● **Passage shown**:
-*-

What Will We Promise the World's Hungry This Time?
April 16, 2009
By Princess Haya Bint Al Hussein, freelance
Ottawa Citizen, Ontario
For the first time in decades, food or the lack of it has become the subject of high level anxiety and debate. The skyrocketing price of bread, rice and corn have made it onto the agendas of the G8, the World Bank and the IMF, normally reserved for weightier matters than the price of a bag of rice.
Politicians worldwide are increasingly alarmed by the political and economic upheaval food shortages might bring. There are new elements in the global food equation today, like the loss of cropland to biofuels production. But haven't we been here before?
When I was a small girl my father, King Hussein of Jordan, related a story about the last global food crisis and a famous promise made to the world's hungry by Henry Kissinger, then U.S. secretary of state. Kissinger came to Amman after attending the World Food Conference in Rome in 1974, called hastily as global food prices skyrocketed and widespread hunger threatened to engulf the developing world.

-*-

● **Problem**:
Can you retype the article on the world's hungry word for word, from "Politicians worldwide are" to "the developing world."?

● **Data block**:

-*-

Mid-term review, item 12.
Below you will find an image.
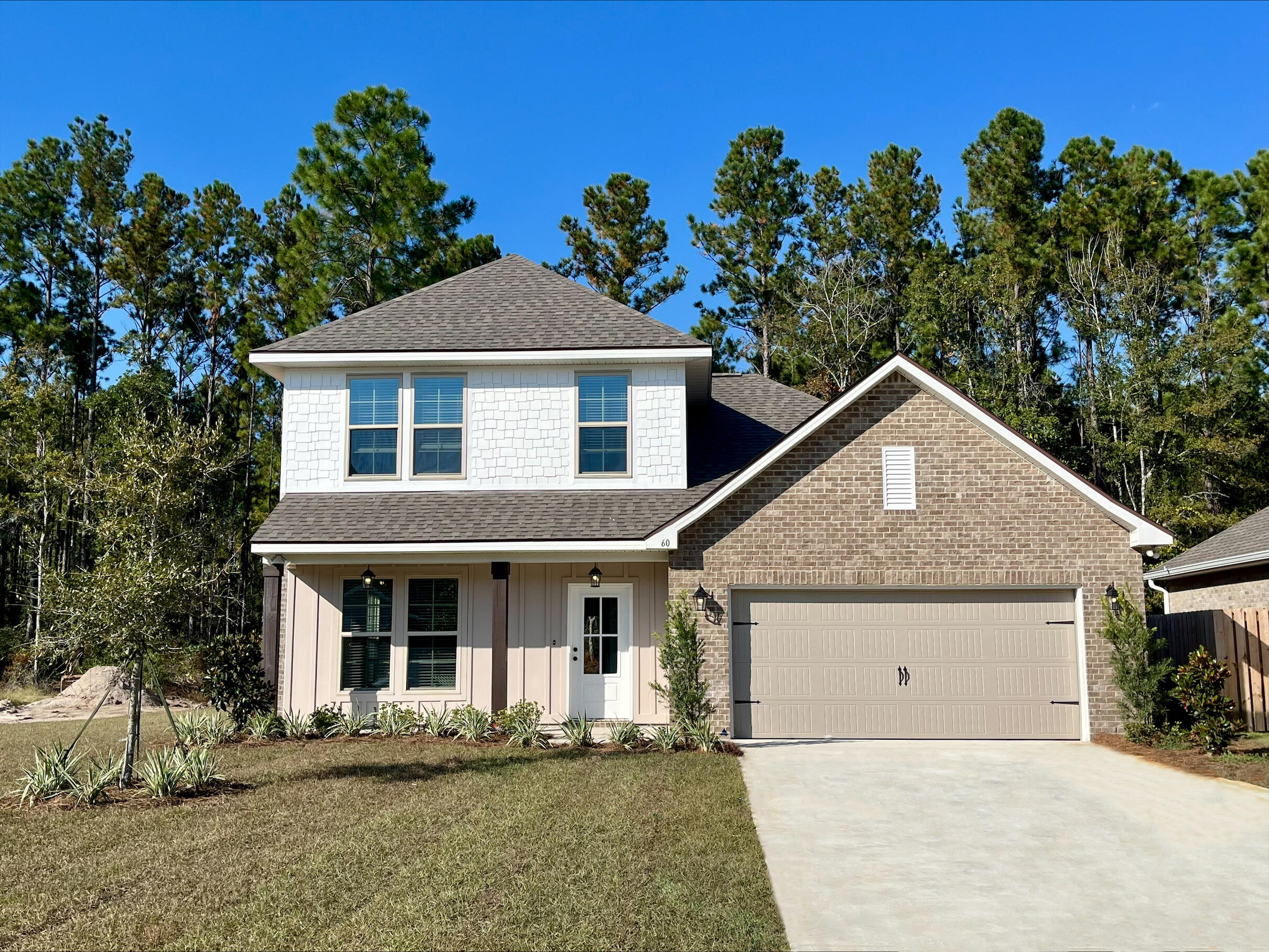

-*-

● **Output**:
Politicians worldwide are increasingly alarmed by the political and economic upheaval food shortages might bring. There are new elements in the global food equation today, like the loss of cropland to biofuels production. But haven't we been here before?
When I was a small girl my father, King Hussein of Jordan, related a story about the last global food crisis and a famous promise made to the world's hungry by Henry Kissinger, then U.S. secretary of state. Kissinger came to Amman after attending the World Food Conference in Rome in 1974, called hastily as global food prices skyrocketed and widespread hunger threatened to engulf the developing world.